A. Leland Albright, MD, FAANS(L), graduated from Louisiana State University (LSU) in 1965 and the LSU School of Medicine in 1969. He pursued an internship in internal medicine at Vanderbilt University Hospital and a year of general surgery residency at Washington University in St. Louis. Dr. Albright then served for three years in the U.S. Public Health Service as a clinical associate in neurosurgery at the National Institutes of Health. In 1978, he completed his neurosurgical residency at the University of Pittsburgh Medical Center (UPMC) under the chairmanship of Peter Jannetta, MD, DSc, FAANS(L). After serving on the faculty of the University of Louisville for two years, Dr. Albright returned to UPMC and the Children's Hospital of Pittsburgh (CHP) in 1981.
He became chief of pediatric neurosurgery in 1992 and professor of neurosurgery in 1993. His clinical research interests in the initial years at CHP involved clinical trials for pediatric brain tumors through the Children's Cancer Group. Dr. Albright then developed the use of intrathecal baclofen to treat children with spasticity and secondary dystonia and established a multi-disciplinary spasticity and movement disorders center that drew referrals of children from throughout the United States. An endowed chair in pediatric neurosurgery was established in his honor in 2002.

(Dataset records)
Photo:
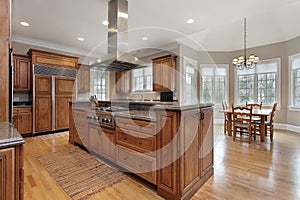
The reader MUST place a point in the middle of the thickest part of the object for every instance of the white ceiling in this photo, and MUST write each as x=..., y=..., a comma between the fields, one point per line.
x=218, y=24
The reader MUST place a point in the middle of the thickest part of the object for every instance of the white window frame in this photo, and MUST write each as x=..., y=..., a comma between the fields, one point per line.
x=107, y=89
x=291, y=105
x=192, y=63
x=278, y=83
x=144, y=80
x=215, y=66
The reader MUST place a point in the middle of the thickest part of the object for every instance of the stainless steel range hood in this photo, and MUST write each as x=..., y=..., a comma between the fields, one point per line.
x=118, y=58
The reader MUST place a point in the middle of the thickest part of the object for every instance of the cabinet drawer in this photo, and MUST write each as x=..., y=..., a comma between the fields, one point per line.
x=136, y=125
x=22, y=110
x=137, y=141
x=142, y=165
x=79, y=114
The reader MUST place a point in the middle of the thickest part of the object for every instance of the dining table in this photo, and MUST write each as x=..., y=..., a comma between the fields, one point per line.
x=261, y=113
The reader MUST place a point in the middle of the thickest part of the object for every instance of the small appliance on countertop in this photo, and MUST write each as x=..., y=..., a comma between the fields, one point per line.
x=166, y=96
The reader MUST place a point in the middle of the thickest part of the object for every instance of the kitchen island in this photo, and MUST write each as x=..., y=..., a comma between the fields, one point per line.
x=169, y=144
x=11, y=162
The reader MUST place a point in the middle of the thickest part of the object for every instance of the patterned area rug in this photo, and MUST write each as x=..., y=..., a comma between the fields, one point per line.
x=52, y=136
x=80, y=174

* * *

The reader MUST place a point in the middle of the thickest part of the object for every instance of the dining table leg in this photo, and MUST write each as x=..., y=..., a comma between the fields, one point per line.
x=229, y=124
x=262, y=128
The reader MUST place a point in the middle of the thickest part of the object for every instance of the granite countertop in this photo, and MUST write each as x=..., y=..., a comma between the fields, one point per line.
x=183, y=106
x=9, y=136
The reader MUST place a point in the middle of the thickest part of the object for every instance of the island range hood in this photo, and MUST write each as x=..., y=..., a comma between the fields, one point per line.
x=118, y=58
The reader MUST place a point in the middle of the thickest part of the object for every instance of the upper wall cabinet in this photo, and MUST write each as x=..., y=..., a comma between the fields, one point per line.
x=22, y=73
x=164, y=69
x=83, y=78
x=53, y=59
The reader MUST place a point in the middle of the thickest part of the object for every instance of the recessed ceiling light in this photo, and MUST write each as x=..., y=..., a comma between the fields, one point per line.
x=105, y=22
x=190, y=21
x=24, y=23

- **ABOUT THIS TASK**
Resume the biography of A. Leland Albright from the point where it stops, starting after its final sentence. The records are independent material with no connection to the biographical text.

- **RESPONSE BELOW**
He moved to the University of Wisconsin Health Center in 2006 where he developed a spasticity and movement disorders clinic. Leaving U.S. academic practice in 2010, he moved to Kijabe, Kenya, as a medical missionary to do and to teach pediatric neurosurgery. In Kenya, he taught two pediatric neurosurgery fellows and 15 neurosurgery residents from the University of Nairobi. Dr. Albright and his colleagues performed more than 5,000 operations before he returned to the United States in 2015.
Dr. Albright was the senior editor of the first and subsequent editions of the textbook Principles and Practice of Pediatric Neurosurgery, which has become the standard resource for the subspecialty worldwide. He has been a visiting professor at 30 academic centers in the United States and abroad. He was active in the AANS/CNS Section on Pediatric Neurological Surgery and the American Board of Pediatric Neurosurgery. In 2012, he received the American Association of Neurological Surgeons (AANS) Humanitarian Award.